▶ Énoncé a
Recopiez le passage du récit sur Bangkok qui va de « Ensuite, tu m'as » jusqu'à « belle relation, finalement. » inclus, en renommant « Thewet » en « Silom ».

···

* Au Wat Phra Kaeo *
Bon, Bangkok, on aura eu un peu de mal
à se comprendre toutes les deux, pas vrai ? Je garderai
toujours de toi un souvenir un peu ému parce que tu auras été ma
première étape de voyageuse solo à Birkenstock, mais pour être
honnête, je ne suis pas sûre qu'on soit sur la même longueur
d'onde. Allez, c'est pas toi, c'est moi.
Il faut dire que tu m'as bien eue, au
début. A croire que tu me connaissais déjà. En sortant de
l'aéroport, accompagnée d'Hélène et Adrien, rencontrés pendant
l'escale à Doha et qui passent la journée chez toi, tu m'as
assaillie de ton air chaud, moite, qui m'a immédiatement rappelé mon arrivée à Denpasar, à Bali, il y a presque quatre ans. J'en ai
même versé une petite larme, dis donc. Sauf que cette fois, Nyamuk
ne m'attendait pas à l'aéroport. Donc c'est avec mes deux tout
premiers compagnons de voyage que j'ai rejoin ton centre.
Ensuite, tu m'as réservé un accueil
particulièrement chaleureux à la Tavee Guest House, dans le
quartier de Thewet. Non vraiment. Accueil sympathique, petite cour
ombragée blindée de Français, mais c'est pas grave. Chambre solo
propre, pas chère. Plein de bouteilles de Chang dans le frigo. Je ne
pouvais pas rêver mieux. Je suis vraiment partie enthousiaste, même
si j'avais des à priori avant de te connaître. Je me suis dit qu'il
fallait les laisser de côté, et que toi et moi allions peut-être
avoir une vraie belle relation, finalement.
Je suis partie explorer ton corps et là
aussi, je dois admettre que j'ai été surprise. Juste à côté de
l'auberge, un petit marché couvert m'a donné envie de replonger
dans ces atmosphères moites, frémissantes, inlassablement en
mouvement de ces endroits. Mais nous n'avions pas le temps, nous
voulions prendre un bateau pour aller voir tout de suite ce que tu
avais de plus majestueux. Le bateau nous a fait plonger au cœur de
ta mixité de touristes sac au dos et d'habitants de toujours. Les
uns se bouchant les oreilles au moindre coup de sifflet furieux de
celui, à l'arrière du bateau, qui guide le conducteur à l'approche
d'un ponton, avec un langage codé fait de courts et de longs
sifflements stridents. Les autres, habitués, ne cillant pas. Nous
avons commencé à remonter ton fleuve et là, avec ton vent chaud et
ton large horizon découpé par ces hauts buildings que je ne
visiterai jamais, tu m'as arraché mes premiers vrais sourires. Tu
sais, pas les sourires que tu fais aux autres personnes, sincères,
mais adressés, en réaction à une parole, à un acte, à une
sympathie, non, ce genre de sourire qui monte tout doucement le long
de l’œsophage, les sourires qu'on n'a que pour soi-même. Un pur
moment de liberté.

···

▶ Énoncé b
Relevez chacune des lignes où figure la chaîne « with ».

···

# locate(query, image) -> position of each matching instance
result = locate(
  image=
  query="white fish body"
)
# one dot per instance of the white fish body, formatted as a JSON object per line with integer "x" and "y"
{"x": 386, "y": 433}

···

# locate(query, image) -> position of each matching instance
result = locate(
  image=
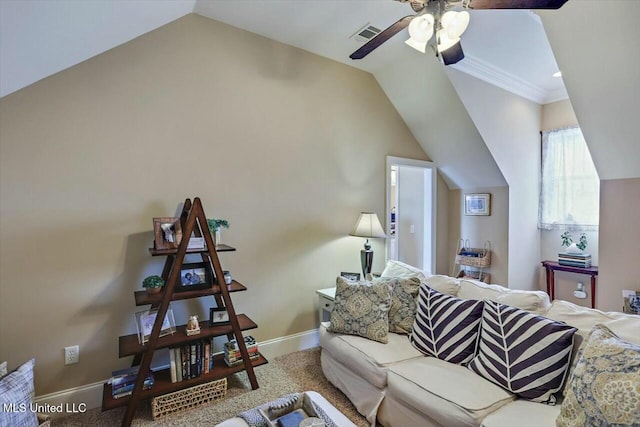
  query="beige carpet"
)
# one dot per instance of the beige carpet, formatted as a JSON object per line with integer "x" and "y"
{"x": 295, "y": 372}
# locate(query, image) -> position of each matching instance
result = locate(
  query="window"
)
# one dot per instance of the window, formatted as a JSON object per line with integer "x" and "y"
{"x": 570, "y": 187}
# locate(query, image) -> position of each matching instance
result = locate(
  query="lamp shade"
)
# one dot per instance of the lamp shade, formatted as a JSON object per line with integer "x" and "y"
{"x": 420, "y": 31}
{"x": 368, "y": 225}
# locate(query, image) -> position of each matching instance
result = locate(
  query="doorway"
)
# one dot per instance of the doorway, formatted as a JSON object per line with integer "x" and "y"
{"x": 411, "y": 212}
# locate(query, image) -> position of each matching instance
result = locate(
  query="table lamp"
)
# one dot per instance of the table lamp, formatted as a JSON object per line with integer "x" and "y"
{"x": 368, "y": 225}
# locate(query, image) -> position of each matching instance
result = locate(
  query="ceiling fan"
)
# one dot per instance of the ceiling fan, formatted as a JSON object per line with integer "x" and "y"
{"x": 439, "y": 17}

···

▶ Corrigé a
Ensuite, tu m'as réservé un accueil
particulièrement chaleureux à la Tavee Guest House, dans le
quartier de Silom. Non vraiment. Accueil sympathique, petite cour
ombragée blindée de Français, mais c'est pas grave. Chambre solo
propre, pas chère. Plein de bouteilles de Chang dans le frigo. Je ne
pouvais pas rêver mieux. Je suis vraiment partie enthousiaste, même
si j'avais des à priori avant de te connaître. Je me suis dit qu'il
fallait les laisser de côté, et que toi et moi allions peut-être
avoir une vraie belle relation, finalement.

▶ Corrigé b
# one dot per instance of the white fish body, formatted as a JSON object per line with integer "x" and "y"
# one dot per instance of the beige carpet, formatted as a JSON object per line with integer "x" and "y"
# one dot per instance of the window, formatted as a JSON object per line with integer "x" and "y"
# one dot per instance of the lamp shade, formatted as a JSON object per line with integer "x" and "y"
# one dot per instance of the doorway, formatted as a JSON object per line with integer "x" and "y"
# one dot per instance of the table lamp, formatted as a JSON object per line with integer "x" and "y"
# one dot per instance of the ceiling fan, formatted as a JSON object per line with integer "x" and "y"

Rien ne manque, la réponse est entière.